Tasks to carry out
1. Quote the court opinion word for word, from "January 22, 1998." through "(Blazer). We affirm.", including both.
2. Say whether each statement agrees with the court opinion, giving yes or no and the exact deciding words from the court opinion: (a) The trial was held on July 2, 1996. (b) Bertrand appeared at the trial. (c) The federal district court granted Bertrand's motion for reconsideration of the remand order.
>> begin Source excerpt
Blazer Electric Supply Co. v. Bertrand

952 P.2d 857 | Colo. Ct. App. | 1998

952 P.2d 857 (1998)

BLAZER ELECTRIC SUPPLY COMPANY, Plaintiff-Appellee, and
Christine Pacheco-Koveleski, Trustee in Bankruptcy, Appellee,
v.
Julius BERTRAND, Defendant-Appellant.

No. 97CA0462.

Colorado Court of Appeals, Div. I.

January 22, 1998.

Samelson, Dodge & Currey, P.C., Kirk S. Samelson, Colorado Springs, for Plaintiff-Appellee.

Pearlman & Dalton, P.C., Virginia M. Dalton, Denver, for Appellee.

Julius Bertrand, Pro Se.

*858 Opinion by Judge TAUBMAN.

Defendant, Julius Bertrand, appeals from the trial court's order denying his C.R.C.P. 60(b) motion seeking to set aside a final judgment previously entered against him in favor of plaintiff, Blazer Electric Supply Company (Blazer). We affirm.

Following a trial to the court at which Bertrand failed to appear or participate, the trial court entered judgment in favor of Blazer and against Bertrand on the merits of the action. Shortly before trial, Bertrand unsuccessfully attempted to remove the case to federal court, and thereafter made no contact with the trial court until filing his C.R.C.P. 60(b) motion for relief from the judgment several months later.

In his motion, Bertrand requested the court to set aside the judgment pursuant to C.R.C.P. 60(b)(1), C.R.C.P. 60(b)(3), and C.R.C.P. 60(b)(5), based primarily on his allegations to the effect that the removal proceedings were still pending in federal court at the time of trial, rendering the judgment void and his failure to appear on that basis excusable. The trial court denied this motion, and this appeal followed.

Here, the record reveals that the trial was held on July 2, 1996, and the judgment was entered the following day. Bertrand's petition for removal was filed in the federal district court on June 13, 1996. The federal district court entered an order of remand on June 20, 1996, remanding the case to the state court. The federal district court's order of remand was entered in accordance with 28 U.S.C. § 1447(d) based upon lack of federal jurisdiction. It was filed in the trial court on June 26, 1996.

Bertrand thereupon filed a motion for reconsideration of this order of remand in federal district court on June 28, 1996, prior to the scheduled trial date. That motion was summarily denied by the federal district court in an order dated July 5, 1996, after the trial in the state court had been completed.

We reject all of Bertrand's contentions of error on appeal and perceive no error in the trial court's ruling denying post-judgment relief under any of the various C.R.C.P. 60(b) grounds asserted.

I.

First, we reject Bertrand's contention that the judgment is void because it was entered while the removal proceedings were still pending before the federal district court and, therefore, must be set aside pursuant to C.R.C.P. 60(b)(3).

Whether a state district court has jurisdiction to proceed with a trial after the federal district court enters an order remanding the case to state court, but while a motion for reconsideration is pending in the federal court, is a question which has not been addressed by the Colorado courts.
>> end Source excerpt
>> begin Information given
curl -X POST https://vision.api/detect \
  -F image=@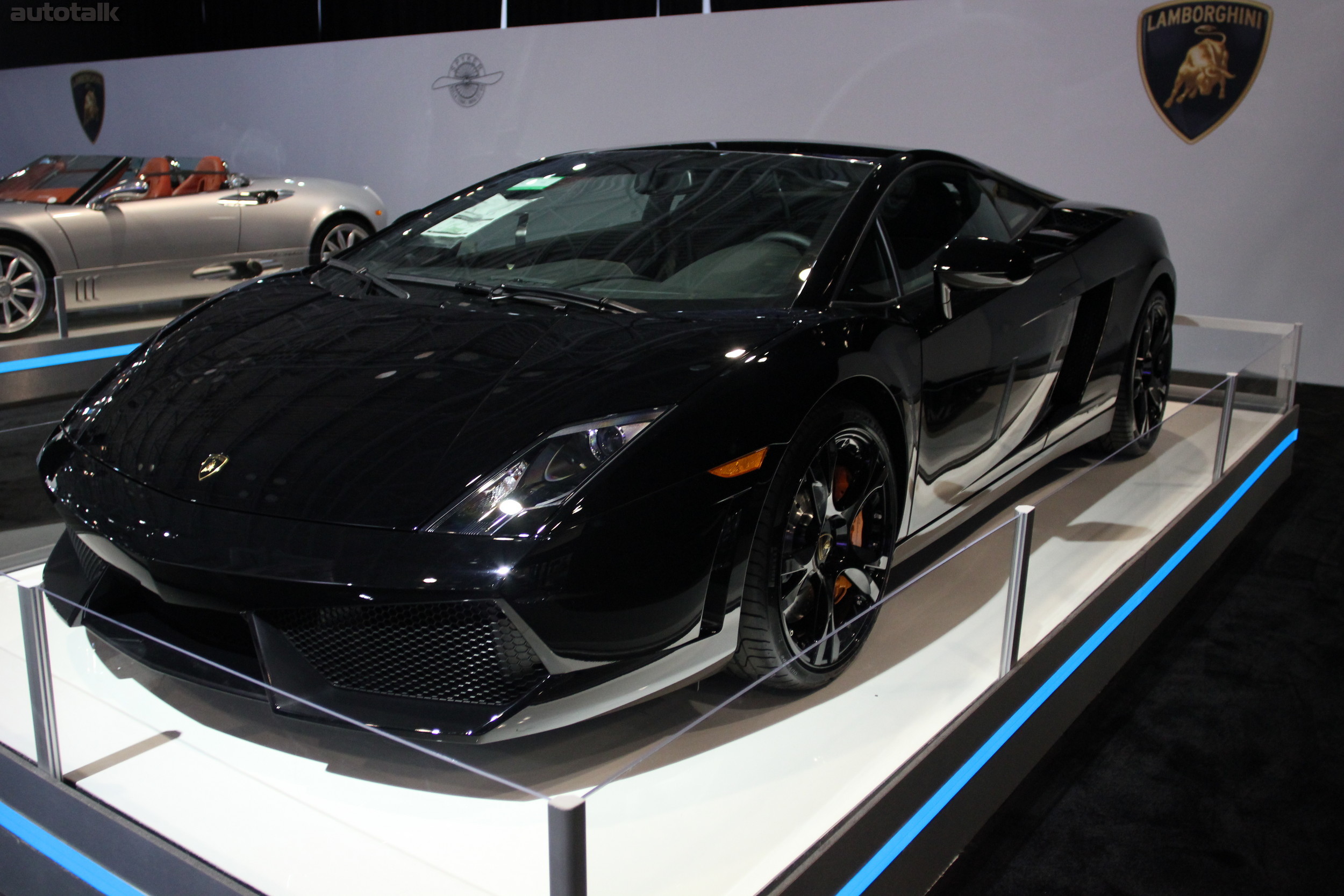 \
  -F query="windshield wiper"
[495,281,644,314]
[387,274,491,296]
[327,258,411,298]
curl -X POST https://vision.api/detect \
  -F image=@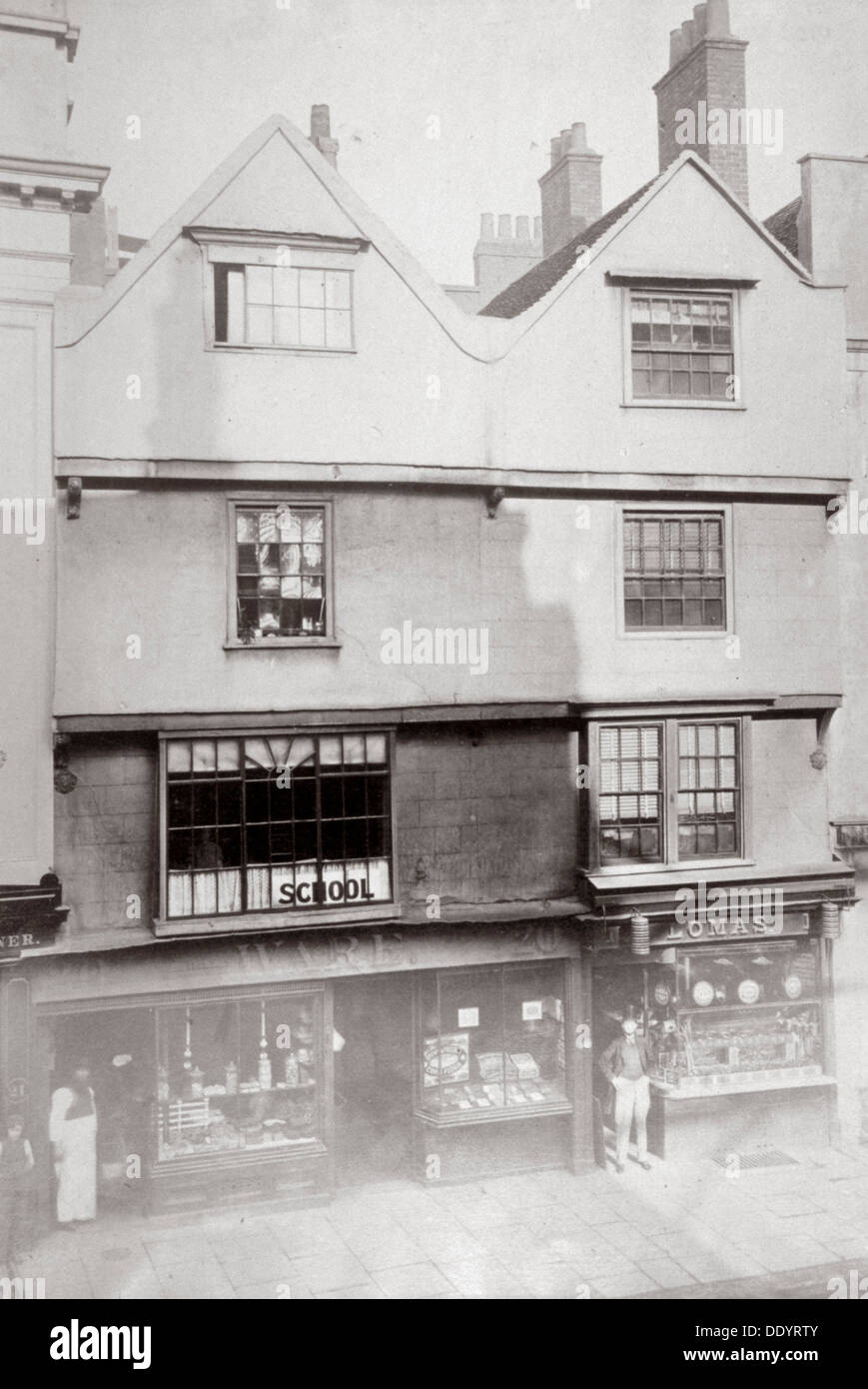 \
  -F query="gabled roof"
[56,115,488,360]
[479,179,655,318]
[762,197,801,260]
[476,150,811,318]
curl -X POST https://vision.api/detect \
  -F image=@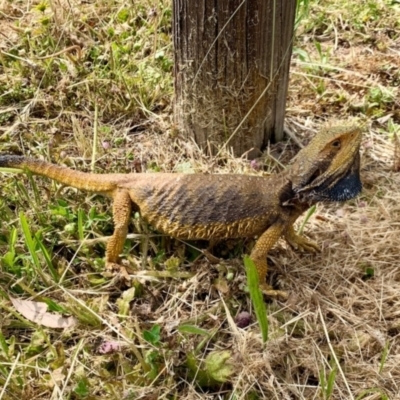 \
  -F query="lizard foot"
[106,261,131,282]
[260,283,289,300]
[285,234,321,253]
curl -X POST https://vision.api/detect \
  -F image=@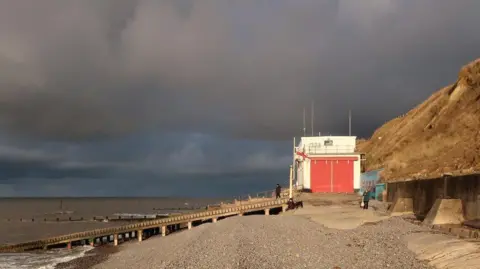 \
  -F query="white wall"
[298,136,357,155]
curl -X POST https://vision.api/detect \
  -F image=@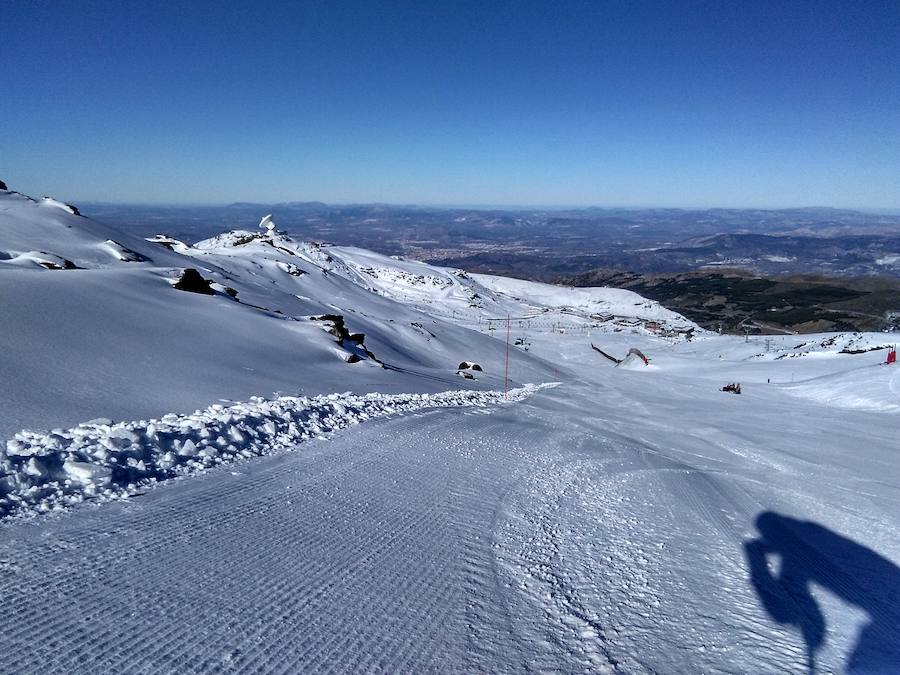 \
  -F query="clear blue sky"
[0,0,900,208]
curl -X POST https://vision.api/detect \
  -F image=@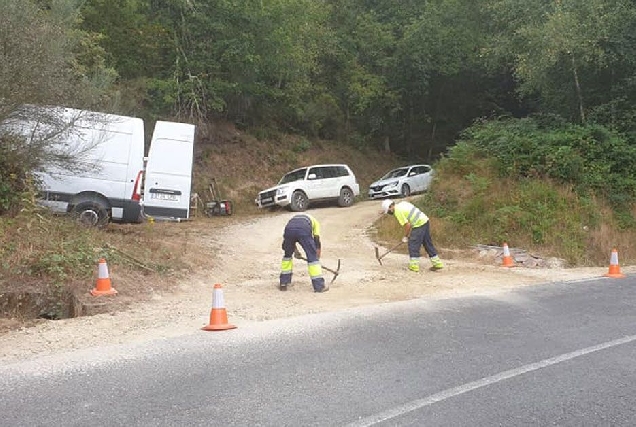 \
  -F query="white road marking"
[348,335,636,427]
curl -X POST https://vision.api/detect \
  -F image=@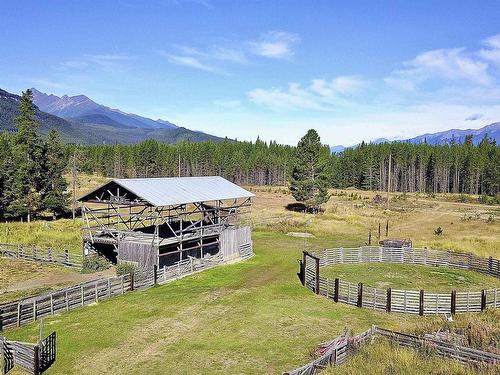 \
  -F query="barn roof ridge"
[79,176,254,207]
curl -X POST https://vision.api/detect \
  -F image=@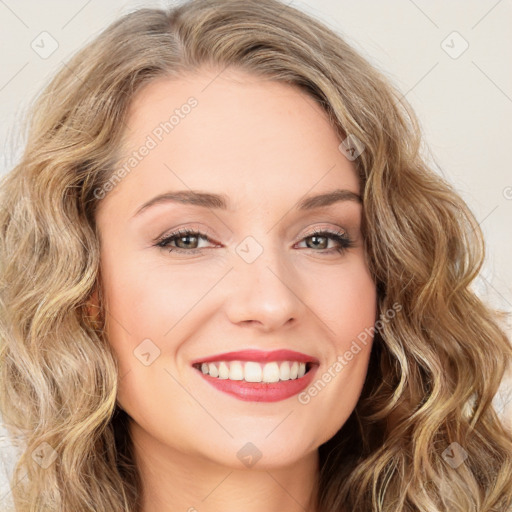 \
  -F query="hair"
[0,0,512,512]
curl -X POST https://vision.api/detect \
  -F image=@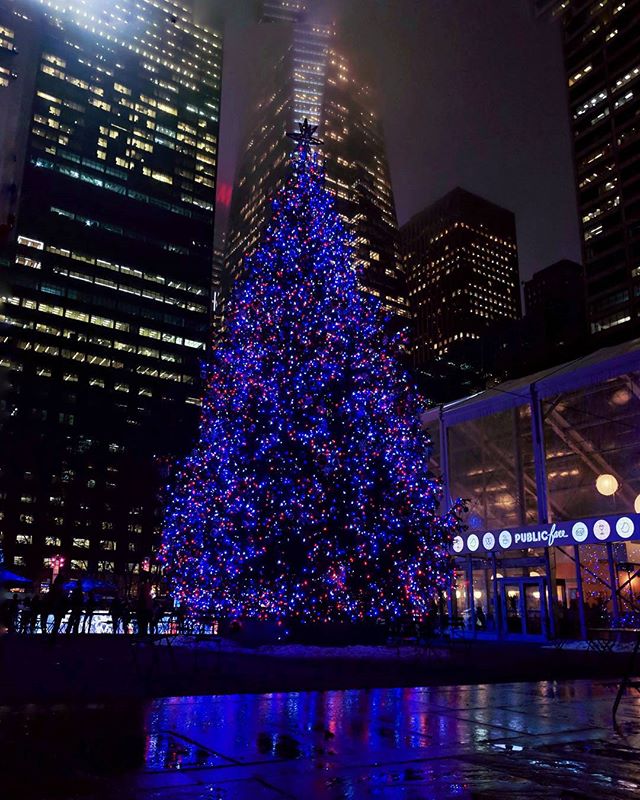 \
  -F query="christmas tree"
[161,120,460,621]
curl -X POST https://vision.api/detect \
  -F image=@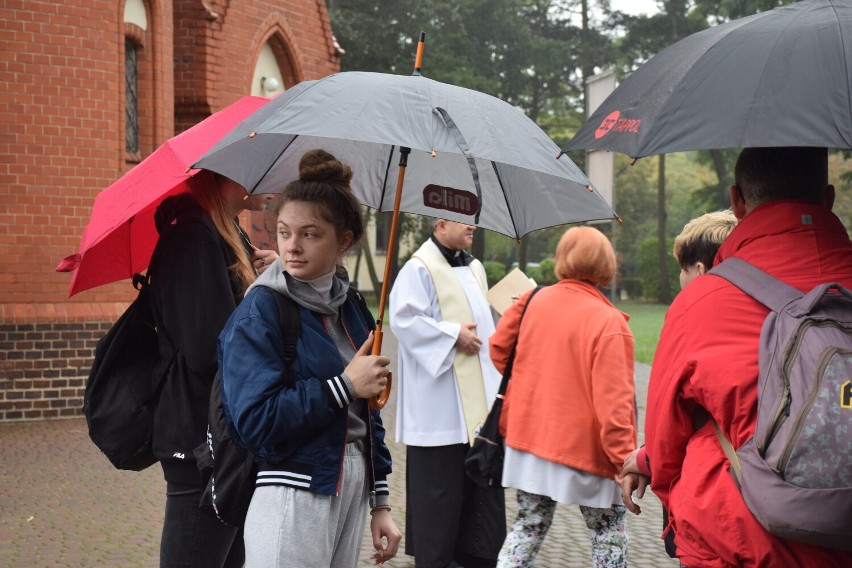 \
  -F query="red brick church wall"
[0,0,339,421]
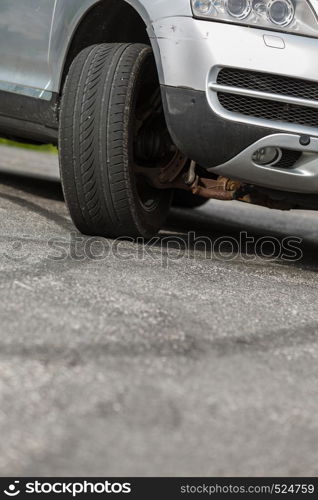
>> end Information given
Answers by task
1.
January 22, 1998.

Samelson, Dodge & Currey, P.C., Kirk S. Samelson, Colorado Springs, for Plaintiff-Appellee.

Pearlman & Dalton, P.C., Virginia M. Dalton, Denver, for Appellee.

Julius Bertrand, Pro Se.

*858 Opinion by Judge TAUBMAN.

Defendant, Julius Bertrand, appeals from the trial court's order denying his C.R.C.P. 60(b) motion seeking to set aside a final judgment previously entered against him in favor of plaintiff, Blazer Electric Supply Company (Blazer). We affirm.

2.
(a) Yes: "the record reveals that the trial was held on July 2, 1996"
(b) No: "Following a trial to the court at which Bertrand failed to appear or participate"
(c) No: "That motion was summarily denied by the federal district court"